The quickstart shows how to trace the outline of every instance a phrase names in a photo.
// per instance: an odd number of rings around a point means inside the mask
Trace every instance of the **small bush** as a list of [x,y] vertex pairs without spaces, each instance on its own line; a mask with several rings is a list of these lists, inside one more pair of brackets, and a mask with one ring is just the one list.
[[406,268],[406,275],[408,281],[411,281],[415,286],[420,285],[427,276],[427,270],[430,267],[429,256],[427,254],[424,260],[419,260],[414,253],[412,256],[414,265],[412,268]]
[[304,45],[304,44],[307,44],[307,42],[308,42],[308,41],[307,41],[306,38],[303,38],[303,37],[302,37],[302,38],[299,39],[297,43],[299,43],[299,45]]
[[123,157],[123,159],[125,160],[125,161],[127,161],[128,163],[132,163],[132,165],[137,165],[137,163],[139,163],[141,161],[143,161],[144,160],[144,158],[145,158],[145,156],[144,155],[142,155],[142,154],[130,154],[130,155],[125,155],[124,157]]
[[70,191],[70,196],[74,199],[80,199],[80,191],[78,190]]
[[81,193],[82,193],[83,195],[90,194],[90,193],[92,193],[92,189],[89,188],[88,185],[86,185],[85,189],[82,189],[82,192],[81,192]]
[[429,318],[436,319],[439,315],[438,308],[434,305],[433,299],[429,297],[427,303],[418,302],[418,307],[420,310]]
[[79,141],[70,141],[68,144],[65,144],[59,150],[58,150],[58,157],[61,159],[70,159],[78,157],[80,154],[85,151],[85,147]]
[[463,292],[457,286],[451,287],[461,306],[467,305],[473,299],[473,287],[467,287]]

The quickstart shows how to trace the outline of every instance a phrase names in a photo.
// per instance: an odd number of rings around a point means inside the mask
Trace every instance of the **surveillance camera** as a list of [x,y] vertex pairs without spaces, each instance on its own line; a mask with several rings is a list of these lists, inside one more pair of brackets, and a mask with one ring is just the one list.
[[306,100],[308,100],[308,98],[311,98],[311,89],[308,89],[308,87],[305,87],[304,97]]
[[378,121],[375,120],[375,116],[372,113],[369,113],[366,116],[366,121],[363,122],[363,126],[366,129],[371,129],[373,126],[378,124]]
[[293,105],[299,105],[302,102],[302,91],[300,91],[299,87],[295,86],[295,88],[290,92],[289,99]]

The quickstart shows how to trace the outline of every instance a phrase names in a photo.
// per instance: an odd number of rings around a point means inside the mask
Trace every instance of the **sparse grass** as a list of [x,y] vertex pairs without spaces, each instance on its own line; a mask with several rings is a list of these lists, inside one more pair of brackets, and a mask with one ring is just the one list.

━━━━━━━━━━━━━━━━

• _WHAT YOU HAVE TO DO_: Can you recast every line of the records above as a JSON list of strings, one string per line, leaving out the blank lines?

• _PROBLEM SOLUTION_:
[
  "The quickstart shows how to trace the outline of every instance a phrase names in a photo.",
  "// per instance: an odd number of rings around a point means inside the mask",
  "Trace every instance of the **small bush** as a list of [x,y] vertex pairs without spaces, each instance on its own line; a mask with several rings is a list of these lists, inside one more pair of brackets, and a mask with one ring is just the one list.",
  "[[406,268],[406,275],[408,281],[411,281],[415,286],[420,285],[427,276],[427,270],[430,267],[429,256],[427,254],[424,260],[419,260],[414,253],[412,256],[414,265],[412,268]]",
  "[[304,45],[304,44],[307,44],[307,42],[308,42],[308,41],[307,41],[306,38],[303,38],[303,37],[302,37],[302,38],[299,39],[297,43],[299,43],[299,45]]",
  "[[123,157],[123,159],[125,160],[125,161],[127,161],[128,163],[132,163],[132,165],[137,165],[137,163],[139,163],[141,161],[143,161],[144,160],[144,158],[145,158],[145,156],[144,155],[142,155],[142,154],[130,154],[130,155],[125,155],[124,157]]",
  "[[70,191],[70,196],[74,199],[80,199],[80,191],[78,190]]",
  "[[81,193],[82,193],[83,195],[90,194],[90,193],[92,193],[92,189],[89,188],[88,185],[86,185],[85,189],[82,189],[82,192],[81,192]]",
  "[[429,318],[436,319],[439,315],[438,308],[434,305],[433,299],[429,297],[427,303],[418,302],[418,307],[420,310]]",
  "[[79,141],[70,141],[68,144],[65,144],[59,150],[58,150],[58,157],[61,159],[70,159],[78,157],[80,154],[85,151],[85,147]]",
  "[[463,292],[457,286],[451,287],[461,306],[467,305],[473,299],[473,287],[467,287]]",
  "The quickstart shows how to trace the outline of every instance a phrase names in a photo.",
  "// per instance: an odd number of rings around a point means inside the mask",
  "Trace every instance of the **surveillance camera** as a list of [x,y] vertex pairs without spaces, each instance on its own line; a mask with several rings is a list of these lists, inside one more pair of brackets, and a mask with one ring is just the one list.",
  "[[306,100],[308,100],[308,98],[311,98],[311,89],[308,89],[308,87],[305,87],[304,97]]",
  "[[378,121],[375,120],[375,116],[372,113],[369,113],[366,116],[366,121],[363,122],[363,126],[366,129],[371,129],[373,126],[378,124]]",
  "[[293,105],[299,105],[302,102],[302,91],[300,91],[299,87],[295,86],[295,88],[290,92],[289,99]]",
  "The quickstart shows how to trace the outline of every instance a phrase names in a photo.",
  "// per instance: an odd number of rings around a point means inside the mask",
  "Trace every instance of the **sparse grass** as a list of [x,y] vertex pairs without spaces, each instance on its own line; a mask with several rings is a list of these lists, inside one more pair of brackets, and a mask with one ring is just the one list."
]